» Problem
Return each line below that contains the word "bearded".
-- start Record extracts --
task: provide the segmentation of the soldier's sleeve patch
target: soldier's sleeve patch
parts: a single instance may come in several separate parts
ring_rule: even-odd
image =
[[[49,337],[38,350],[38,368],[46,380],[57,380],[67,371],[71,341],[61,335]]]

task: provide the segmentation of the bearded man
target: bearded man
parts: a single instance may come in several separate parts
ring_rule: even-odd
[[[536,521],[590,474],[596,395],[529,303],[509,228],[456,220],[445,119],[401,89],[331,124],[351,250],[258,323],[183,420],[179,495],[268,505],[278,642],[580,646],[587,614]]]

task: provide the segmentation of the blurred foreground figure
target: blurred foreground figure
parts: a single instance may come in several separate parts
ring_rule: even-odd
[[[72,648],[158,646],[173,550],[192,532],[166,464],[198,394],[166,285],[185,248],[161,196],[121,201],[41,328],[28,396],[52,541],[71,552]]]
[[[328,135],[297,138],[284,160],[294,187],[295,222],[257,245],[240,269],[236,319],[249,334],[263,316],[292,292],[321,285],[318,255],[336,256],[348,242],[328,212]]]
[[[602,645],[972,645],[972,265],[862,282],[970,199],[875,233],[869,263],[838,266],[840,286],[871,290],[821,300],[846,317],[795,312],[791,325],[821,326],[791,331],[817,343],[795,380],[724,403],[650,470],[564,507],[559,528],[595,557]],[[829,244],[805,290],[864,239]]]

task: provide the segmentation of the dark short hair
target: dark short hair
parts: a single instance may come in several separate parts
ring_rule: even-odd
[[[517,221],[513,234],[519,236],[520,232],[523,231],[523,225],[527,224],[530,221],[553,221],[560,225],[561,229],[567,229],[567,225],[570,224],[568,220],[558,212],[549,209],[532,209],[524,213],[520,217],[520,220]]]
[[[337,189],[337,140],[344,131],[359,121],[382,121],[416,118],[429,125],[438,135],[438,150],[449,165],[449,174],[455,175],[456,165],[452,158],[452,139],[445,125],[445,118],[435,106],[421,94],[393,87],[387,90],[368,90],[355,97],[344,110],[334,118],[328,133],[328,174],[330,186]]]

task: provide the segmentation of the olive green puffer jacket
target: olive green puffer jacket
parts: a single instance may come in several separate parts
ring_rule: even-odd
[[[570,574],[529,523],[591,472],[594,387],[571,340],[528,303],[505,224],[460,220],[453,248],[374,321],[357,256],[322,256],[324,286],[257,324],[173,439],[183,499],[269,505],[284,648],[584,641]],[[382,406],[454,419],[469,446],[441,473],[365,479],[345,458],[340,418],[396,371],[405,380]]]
-- end Record extracts --
» Response to this exercise
task: provide the segmentation of the bearded man
target: bearded man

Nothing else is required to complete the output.